──────── MATERIAL PROVIDED
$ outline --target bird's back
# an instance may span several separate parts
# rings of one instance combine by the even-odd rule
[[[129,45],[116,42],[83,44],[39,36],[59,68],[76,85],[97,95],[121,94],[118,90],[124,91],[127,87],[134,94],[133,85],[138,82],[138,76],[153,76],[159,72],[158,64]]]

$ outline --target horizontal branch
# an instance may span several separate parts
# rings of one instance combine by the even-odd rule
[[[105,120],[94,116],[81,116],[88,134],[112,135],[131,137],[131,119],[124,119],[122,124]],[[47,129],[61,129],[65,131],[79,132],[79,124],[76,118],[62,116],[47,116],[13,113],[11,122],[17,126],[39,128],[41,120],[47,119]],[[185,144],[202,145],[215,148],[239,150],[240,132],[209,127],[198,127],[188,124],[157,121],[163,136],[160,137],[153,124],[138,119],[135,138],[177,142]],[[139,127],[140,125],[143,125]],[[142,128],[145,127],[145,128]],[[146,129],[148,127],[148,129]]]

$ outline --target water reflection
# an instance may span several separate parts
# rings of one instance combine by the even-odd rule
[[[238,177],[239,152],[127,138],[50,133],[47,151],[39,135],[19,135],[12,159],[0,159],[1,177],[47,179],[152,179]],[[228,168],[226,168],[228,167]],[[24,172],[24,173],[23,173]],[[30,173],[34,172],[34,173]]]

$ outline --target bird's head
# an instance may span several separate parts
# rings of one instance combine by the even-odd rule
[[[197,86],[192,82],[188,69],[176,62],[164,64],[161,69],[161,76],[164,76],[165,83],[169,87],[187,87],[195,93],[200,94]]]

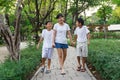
────────────────
Convert the lines above into a Markdown table with the columns Row and Line, numbering each row. Omit blank lines, and leave the picture out of the table.

| Row | Line |
|---|---|
| 1 | $ outline --target bird's back |
| 2 | # an instance may span several separate parts |
| 3 | # rings of one instance combine by the even-odd rule |
| 4 | [[[129,45],[116,42],[83,44],[39,36],[59,68],[76,85],[97,95],[121,94],[118,90],[124,91],[127,87],[134,94],[133,85],[138,82],[138,76],[153,76],[159,72],[158,64]]] |
| 5 | $ outline --target horizontal branch |
| 6 | # an instance may span several separate parts |
| 7 | # rings of one instance combine by the even-odd rule |
| 8 | [[[105,120],[94,116],[81,116],[88,134],[112,135],[131,137],[131,119],[124,119],[122,124]],[[47,129],[61,129],[65,131],[79,132],[79,124],[76,118],[62,116],[47,116],[13,113],[11,122],[17,126],[39,128],[41,120],[47,119]],[[185,144],[202,145],[215,148],[239,150],[240,132],[209,127],[198,127],[188,124],[157,121],[163,136],[160,137],[153,124],[138,119],[135,138],[177,142]],[[139,127],[140,125],[143,125]],[[142,128],[145,127],[145,128]],[[146,129],[148,127],[148,129]]] |
| 9 | $ outline --target water reflection |
| 10 | # an instance may span several separate parts |
| 11 | # rings of one instance combine by the even-odd rule |
| 12 | [[[238,177],[239,152],[127,138],[50,133],[47,151],[39,135],[19,135],[12,159],[0,159],[1,177],[47,179],[152,179]],[[228,168],[226,168],[228,167]],[[24,172],[24,173],[23,173]],[[30,173],[34,172],[34,173]]] |
| 13 | $ outline --target bird's head |
| 14 | # an instance may span several separate parts |
| 15 | # rings of one instance combine by the even-odd rule |
| 16 | [[[197,86],[192,82],[188,69],[176,62],[164,64],[161,69],[161,76],[164,76],[165,83],[169,87],[187,87],[195,93],[200,94]]] |